Ancaman Disintegrasi di Balik Tragedi Wamena
Kulihat Ibu Pertiwi
Sedang bersusah hati
Air matanya berlinang
Mas intannya terkenang
Hutan gunung sawah lautan
Simpanan kekayaan
Kini Ibu sedang susah
Merintih dan berdoa
Bait pertama lagu Ibu Pertiwi karya Ismail Marzuki tersebut, seolah mewakili kondisi Indonesia hari ini. Asap karhutla buah keserakahan para kapitalis, masih menyesakan dada. Revisi maupun rancangan undang-undang yang tajam ke bawah dan tumpul ke atas, masih membuat rakyat resah. Hingga memicu gelombang aksi mahasiswa dan aksi heroik anak STM yang sukses mengguncang Ibu Pertiwi. Kini, seolah duka enggan pergi. Kabar duka yang datang dari Wamena membuat Ibu Pertiwi kembali merintih.

Ketentuan Tugas:
1. Tuliskan semua wujud simpanan kekayaan yang disebut dalam bait lagu pada teks tentang tragedi Wamena.
2. Dalam teks, lagu Ibu Pertiwi disebut sebagai karya siapa?
Entri di bawah ini tidak berhubungan dengan teks.

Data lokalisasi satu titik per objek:
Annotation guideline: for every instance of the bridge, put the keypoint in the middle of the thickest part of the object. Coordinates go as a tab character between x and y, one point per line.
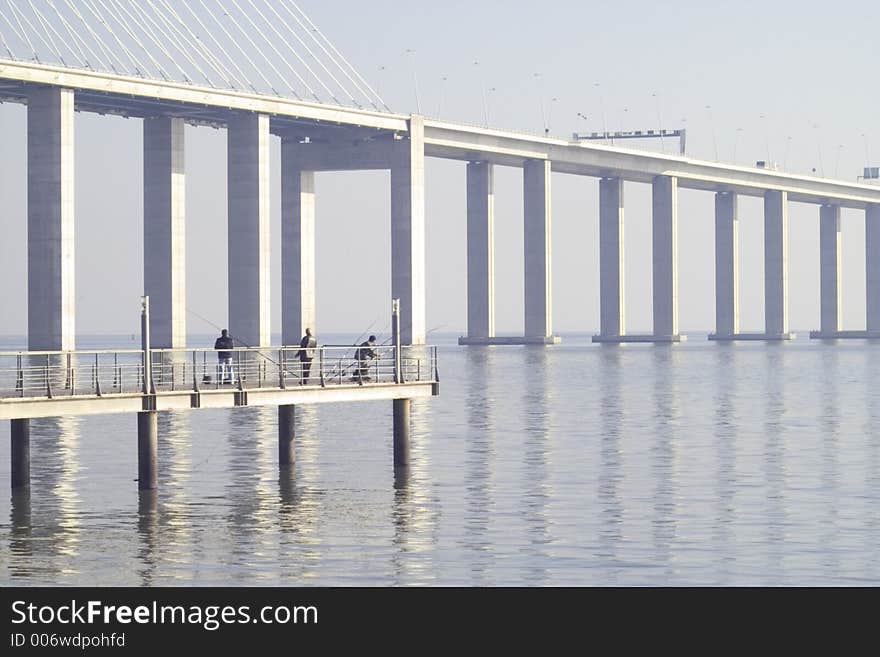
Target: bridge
320	133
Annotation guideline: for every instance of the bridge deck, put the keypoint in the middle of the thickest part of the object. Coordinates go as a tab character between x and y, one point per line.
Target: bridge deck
141	97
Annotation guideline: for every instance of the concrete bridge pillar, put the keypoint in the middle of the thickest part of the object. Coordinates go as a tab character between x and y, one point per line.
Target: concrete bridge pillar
829	269
537	252
248	229
165	230
612	290
286	434
408	230
776	265
481	250
148	442
665	258
726	266
297	246
872	266
51	298
20	453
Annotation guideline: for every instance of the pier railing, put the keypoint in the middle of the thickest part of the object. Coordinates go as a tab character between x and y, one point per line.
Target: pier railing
53	374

Hasil yang Diharapkan:
1. Hutan, gunung, sawah, lautan

2. Ismail Marzuki